Write out the whole listing again, exactly.
=== Task inputs ===
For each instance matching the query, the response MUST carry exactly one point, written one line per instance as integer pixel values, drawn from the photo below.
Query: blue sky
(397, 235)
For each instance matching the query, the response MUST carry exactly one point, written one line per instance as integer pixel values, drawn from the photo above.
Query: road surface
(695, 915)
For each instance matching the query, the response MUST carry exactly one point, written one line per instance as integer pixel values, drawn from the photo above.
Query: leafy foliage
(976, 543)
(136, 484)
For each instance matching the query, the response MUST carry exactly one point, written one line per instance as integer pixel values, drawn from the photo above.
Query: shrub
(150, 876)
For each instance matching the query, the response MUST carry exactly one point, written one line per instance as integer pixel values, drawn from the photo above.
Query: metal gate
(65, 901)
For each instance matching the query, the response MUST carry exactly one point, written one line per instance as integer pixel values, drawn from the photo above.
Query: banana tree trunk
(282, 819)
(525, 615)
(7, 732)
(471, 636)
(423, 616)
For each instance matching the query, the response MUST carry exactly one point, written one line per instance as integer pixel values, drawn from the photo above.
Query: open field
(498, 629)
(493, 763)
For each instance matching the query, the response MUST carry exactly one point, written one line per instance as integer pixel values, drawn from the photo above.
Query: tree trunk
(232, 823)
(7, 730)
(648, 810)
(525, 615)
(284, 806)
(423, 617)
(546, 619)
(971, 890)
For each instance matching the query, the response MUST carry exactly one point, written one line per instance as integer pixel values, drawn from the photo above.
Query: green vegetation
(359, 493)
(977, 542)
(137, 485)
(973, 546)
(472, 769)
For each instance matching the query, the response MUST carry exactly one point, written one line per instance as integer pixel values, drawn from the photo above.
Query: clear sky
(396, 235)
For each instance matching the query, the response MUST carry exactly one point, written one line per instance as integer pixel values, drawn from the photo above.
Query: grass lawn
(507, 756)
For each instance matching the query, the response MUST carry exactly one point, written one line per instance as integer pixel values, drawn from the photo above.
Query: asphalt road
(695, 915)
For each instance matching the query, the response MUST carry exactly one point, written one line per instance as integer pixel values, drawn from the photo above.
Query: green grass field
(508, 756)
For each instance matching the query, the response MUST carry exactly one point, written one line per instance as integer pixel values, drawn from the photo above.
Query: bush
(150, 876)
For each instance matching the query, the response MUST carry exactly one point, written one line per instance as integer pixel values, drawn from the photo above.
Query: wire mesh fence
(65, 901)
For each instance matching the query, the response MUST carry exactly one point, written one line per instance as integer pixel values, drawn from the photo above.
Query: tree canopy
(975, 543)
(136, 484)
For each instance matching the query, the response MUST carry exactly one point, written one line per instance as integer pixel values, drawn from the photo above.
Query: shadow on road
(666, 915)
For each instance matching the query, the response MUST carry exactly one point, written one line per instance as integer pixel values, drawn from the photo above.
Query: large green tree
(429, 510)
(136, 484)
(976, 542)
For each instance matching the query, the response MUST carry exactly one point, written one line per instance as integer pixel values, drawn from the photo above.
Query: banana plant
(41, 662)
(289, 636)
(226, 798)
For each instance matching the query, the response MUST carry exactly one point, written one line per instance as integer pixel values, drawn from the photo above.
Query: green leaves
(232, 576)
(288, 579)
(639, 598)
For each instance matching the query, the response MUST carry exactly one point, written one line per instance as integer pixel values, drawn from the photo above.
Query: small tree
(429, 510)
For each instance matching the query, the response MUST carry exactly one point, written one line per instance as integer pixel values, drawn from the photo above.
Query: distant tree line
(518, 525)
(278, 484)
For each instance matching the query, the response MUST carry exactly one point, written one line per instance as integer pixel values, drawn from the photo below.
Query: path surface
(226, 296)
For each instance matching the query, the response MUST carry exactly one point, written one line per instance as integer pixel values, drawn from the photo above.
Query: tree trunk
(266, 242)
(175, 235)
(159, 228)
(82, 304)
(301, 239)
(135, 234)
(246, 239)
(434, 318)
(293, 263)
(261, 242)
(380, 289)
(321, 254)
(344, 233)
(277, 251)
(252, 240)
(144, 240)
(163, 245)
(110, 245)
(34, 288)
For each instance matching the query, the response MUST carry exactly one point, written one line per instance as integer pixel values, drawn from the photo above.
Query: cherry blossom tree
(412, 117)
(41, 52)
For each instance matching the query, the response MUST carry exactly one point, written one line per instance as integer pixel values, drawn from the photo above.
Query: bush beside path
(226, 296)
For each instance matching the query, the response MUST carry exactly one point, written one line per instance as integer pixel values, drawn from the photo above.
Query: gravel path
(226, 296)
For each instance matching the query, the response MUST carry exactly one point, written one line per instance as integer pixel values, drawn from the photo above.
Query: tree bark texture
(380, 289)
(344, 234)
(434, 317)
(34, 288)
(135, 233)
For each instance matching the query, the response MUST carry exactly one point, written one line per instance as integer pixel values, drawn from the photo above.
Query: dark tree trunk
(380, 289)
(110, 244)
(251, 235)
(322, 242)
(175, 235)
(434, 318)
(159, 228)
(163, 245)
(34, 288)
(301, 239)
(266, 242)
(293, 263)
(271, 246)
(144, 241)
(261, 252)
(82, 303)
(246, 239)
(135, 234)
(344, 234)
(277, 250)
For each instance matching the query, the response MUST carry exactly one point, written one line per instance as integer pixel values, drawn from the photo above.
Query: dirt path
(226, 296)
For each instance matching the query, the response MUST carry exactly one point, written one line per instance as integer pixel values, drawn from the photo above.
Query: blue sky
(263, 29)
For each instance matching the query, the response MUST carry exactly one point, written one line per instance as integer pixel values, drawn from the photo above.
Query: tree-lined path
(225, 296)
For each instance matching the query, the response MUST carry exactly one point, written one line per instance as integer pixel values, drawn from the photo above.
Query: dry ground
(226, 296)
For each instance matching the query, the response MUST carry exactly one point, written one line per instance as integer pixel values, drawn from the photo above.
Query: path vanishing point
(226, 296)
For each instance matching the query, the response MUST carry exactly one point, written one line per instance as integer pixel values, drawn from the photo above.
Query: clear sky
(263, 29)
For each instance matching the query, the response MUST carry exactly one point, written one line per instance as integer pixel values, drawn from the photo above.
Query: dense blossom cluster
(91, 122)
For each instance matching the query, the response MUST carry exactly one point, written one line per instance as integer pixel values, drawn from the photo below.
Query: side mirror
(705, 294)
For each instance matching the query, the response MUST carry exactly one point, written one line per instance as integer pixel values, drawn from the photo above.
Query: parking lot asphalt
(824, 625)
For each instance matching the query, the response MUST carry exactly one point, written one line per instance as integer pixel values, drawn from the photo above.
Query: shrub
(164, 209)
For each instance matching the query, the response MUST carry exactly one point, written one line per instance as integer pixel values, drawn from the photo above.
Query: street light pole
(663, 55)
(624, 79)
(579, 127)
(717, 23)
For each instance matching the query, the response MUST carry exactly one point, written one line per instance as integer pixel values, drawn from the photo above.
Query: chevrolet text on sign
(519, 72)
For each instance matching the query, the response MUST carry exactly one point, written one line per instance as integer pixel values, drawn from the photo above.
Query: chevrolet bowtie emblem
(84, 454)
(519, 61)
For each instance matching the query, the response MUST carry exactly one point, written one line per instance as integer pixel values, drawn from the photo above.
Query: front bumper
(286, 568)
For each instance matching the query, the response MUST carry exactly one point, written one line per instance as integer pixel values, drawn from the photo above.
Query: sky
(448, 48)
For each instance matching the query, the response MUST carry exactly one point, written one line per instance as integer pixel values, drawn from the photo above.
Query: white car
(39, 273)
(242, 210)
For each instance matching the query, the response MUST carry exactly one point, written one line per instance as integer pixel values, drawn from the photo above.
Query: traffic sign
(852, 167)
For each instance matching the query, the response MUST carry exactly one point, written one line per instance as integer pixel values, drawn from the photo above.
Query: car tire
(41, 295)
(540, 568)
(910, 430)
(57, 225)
===
▶ Problem solution
For each instance matching the query, the response MUST carry exactly one point, written one line per instance as integer pixel values, drawn from the photo below.
Query: blue sky
(397, 235)
For each instance matching the query, the response MUST carry exactly one point, written one line per instance as integer pixel values, drawn from the photo above.
Query: road surface
(695, 915)
For each instance matching the query, the response MUST carry exactly one point, written one line per instance as integer pixel values, drawn from the photo above.
Query: leafy foliage
(976, 543)
(136, 484)
For each instance matching the query, the response MUST carry exactly one point, written one line per instance as integer pixel values, drawn from the photo above.
Query: shrub
(150, 876)
For each instance matching the query, the response MUST carry exactly one point, written one line per instance as integer pixel values, drawn from the photo above.
Query: metal gate
(65, 901)
For each instance matching the query, the response MUST carry exactly one point, written one line per instance as integer pixel values, drawn from the photo above.
Query: banana tree trunk
(282, 819)
(525, 615)
(7, 732)
(471, 636)
(423, 616)
For each instance matching the query, the response MUST carry exactly one point, written one line per instance as integer pixel values, drawn from the photo above.
Query: open field
(498, 629)
(493, 763)
For each instance matching the query, the response MUST carry exactly one point, written one line per instance as integer pixel values, drawn from the photo above.
Query: tree trunk
(232, 823)
(7, 730)
(648, 810)
(525, 615)
(284, 806)
(423, 617)
(546, 619)
(971, 890)
For each instance matching the query, the response MUST carry exactly one point, written one line per instance as integer pixel values, drawn from the photo above.
Query: green vegetation
(359, 493)
(977, 542)
(137, 485)
(973, 546)
(472, 769)
For each instance matching the query, the response MUST carry exactly one point, written one line per instance as integer pixel values, drawn from the photo above.
Query: clear sky
(396, 235)
For each instance matching the query, the response MUST carry exactly one point, written one line per instance as integer pixel values, drawn from the photo above.
Query: grass lawn
(507, 756)
For each instance matching the query, the response MUST carry exactly one point, written one line per instance as integer pixel values, drawn from the photo above.
Query: asphalt road
(695, 915)
For each instance matching the query, the response MUST carry exactly one point, written one line per instance as integer pixel values, drawn from the photo above.
Query: green grass field
(508, 756)
For each instance matching the query, the response MUST carry exactly one point, written one line per instance as integer pixel values, drawn from the photo above.
Query: bush
(150, 876)
For each instance matching the query, the response MUST carry exactly one point, written one line per instance as integer pixel values, drawn from the photo above.
Query: wire mesh fence
(65, 901)
For each instance matching the query, the response MUST carry exactly one point, written one line per instance as integer pixel values, drawn from the photo above.
Query: tree canopy
(975, 543)
(136, 484)
For each instance matching the query, the response MUST carry exactly one point, written one line per instance as integer pixel values, drawn from the photo above.
Query: shadow on road
(666, 915)
For each instance matching the query, the response MUST carry exactly one point, written one line per instance as integer pixel values, drawn from the photo above.
Query: large green tree
(429, 510)
(136, 484)
(976, 542)
For each instance matching the query, the response MUST carry exactly one point, written one line per instance as integer pixel values, drawn from the photo above.
Query: banana plant
(41, 662)
(289, 636)
(226, 798)
For each instance matching the query, the response MUST carry exactly one point, written one line per instance as integer pixel values, drawn from the photo above.
Query: green leaves
(232, 576)
(288, 579)
(639, 598)
For each instance matching the query, the response MUST carry exactly one point, written one line per instance as integer pixel values, drawn from the photo above.
Query: small tree
(429, 510)
For each instance matching the query, the response MUST carry exactly one point, written one line per instance as integer pixel values, drawn from the photo above.
Query: distant tree line
(518, 525)
(278, 484)
For each instance matching the query, the response MUST carry exactly one point, written one line per instance as integer pixel values, drawn from the photo below.
Query: path surface
(226, 296)
For each instance matching the query, the response MUST carry exactly one point, written one line per instance as integer pixel values, drawn from the photo above.
Query: tree trunk
(266, 242)
(175, 235)
(159, 228)
(82, 304)
(301, 239)
(135, 234)
(246, 239)
(434, 318)
(293, 263)
(261, 242)
(380, 289)
(321, 254)
(344, 233)
(277, 251)
(252, 240)
(144, 240)
(163, 245)
(110, 245)
(34, 288)
For each instance matching the query, the response MUST carry exactly one point, written one line per instance as integer pixel values, drawn from the photo above.
Query: cherry blossom tree
(412, 117)
(41, 52)
For each instance matching the query, the response MUST carry exactly one point, written one line per instance as integer pixel values, drawn from the photo above.
Query: bush beside path
(226, 296)
For each instance matching the query, the response MUST carry exactly one point, written one line per instance as integer pixel values, drawn from the photo above.
Query: gravel path
(226, 296)
For each instance matching the query, the response MUST carry exactly one point, written one line per instance as integer pixel values, drawn from the photo above.
Query: tree bark texture
(380, 289)
(344, 234)
(434, 317)
(34, 288)
(135, 233)
For each instance matching the query, the response MUST carry exactly one point, written one line per instance as integer pixel values, drawn from the photo above.
Query: dark tree trunk
(380, 289)
(110, 244)
(251, 235)
(322, 242)
(175, 235)
(434, 318)
(159, 228)
(163, 245)
(34, 288)
(301, 239)
(266, 242)
(293, 263)
(271, 246)
(144, 241)
(261, 252)
(82, 303)
(246, 239)
(135, 234)
(344, 234)
(277, 250)
For each instance matching the query, the response MUST carry exactly one point, written one line per instance as integer pixel values, drawn from the photo above.
Query: dirt path
(226, 296)
For each instance matching the query, the response MUST carry exactly one point, written one line per instance as integer pixel values, drawn from the photo above.
Query: blue sky
(263, 29)
For each instance matching the query, the response MUST carry exactly one point, written one line per instance as integer pixel values, drawn from the photo above.
Query: tree-lined path
(225, 296)
For each instance matching the query, the response MUST carry exactly one point, written one line per instance as integer pixel values, drawn from the photo above.
Query: dry ground
(226, 296)
For each instance matching the query, the response MUST carry exactly one point, written one line per instance as integer pixel values, drawn from the photo above.
Query: path vanishing point
(226, 296)
For each instance matching the query, the response MUST carry exactly one point, written one line per instance as integer pixel values, drawn from the photo above.
Query: clear sky
(263, 29)
For each instance matching the query, the response MUST carry exactly one point, written one line per instance as integer pixel values, drawn from the photo above.
Query: dense blossom cluster
(91, 122)
For each instance matching the query, the response MUST carry exactly one point, written one line per instance as integer pixel values, drawn from the photo below.
Query: side mirror
(705, 294)
For each instance matching the query, the response MUST carry exactly one point, written one line per instance as integer pixel values, drawn from the photo above.
Query: parking lot asphalt
(824, 625)
For each instance matching the query, the response MUST carry exactly one point, written one line per instance as integer pixel values, drawn from the photo above.
Query: shrub
(164, 209)
For each instance matching the query, the response MUST carry exactly one point, written one line per instance as integer pixel values, drawn from the photo above.
Query: street light pole
(663, 55)
(624, 79)
(579, 127)
(717, 23)
For each instance matching the query, the response MUST carry exactly one point, written one line per instance as integer pixel values, drawn from the photo above.
Query: chevrolet text on sign
(519, 72)
For each instance matching the query, the response MUST carry exactly one point, written one line per instance as integer pixel values, drawn from the photo above.
Query: chevrolet bowtie emblem
(84, 454)
(519, 61)
For each instance matching the query, the response MUST carry exactly one point, written one line per instance as integer pixel values, drawn from the photo above.
Query: front bumper
(286, 568)
For each instance matching the query, the response MUST carry exactly one point, written one line per instance as integer pixel values, drawn from the photo above.
Query: sky
(448, 48)
For each instance matching the query, the response MUST carry exactly one point, written one line per instance as integer pixel values, drawn from the photo above.
Query: white car
(39, 273)
(242, 210)
For each instance matching the query, the response MUST carry exactly one point, written one line per instance as integer pixel values, drawn from the photo above.
Query: traffic sign
(852, 167)
For each instance matching the query, the response MUST carry exactly one point, written one line per instance as integer pixel values, drawn from the photo above.
Query: car tire
(41, 295)
(540, 568)
(910, 430)
(57, 225)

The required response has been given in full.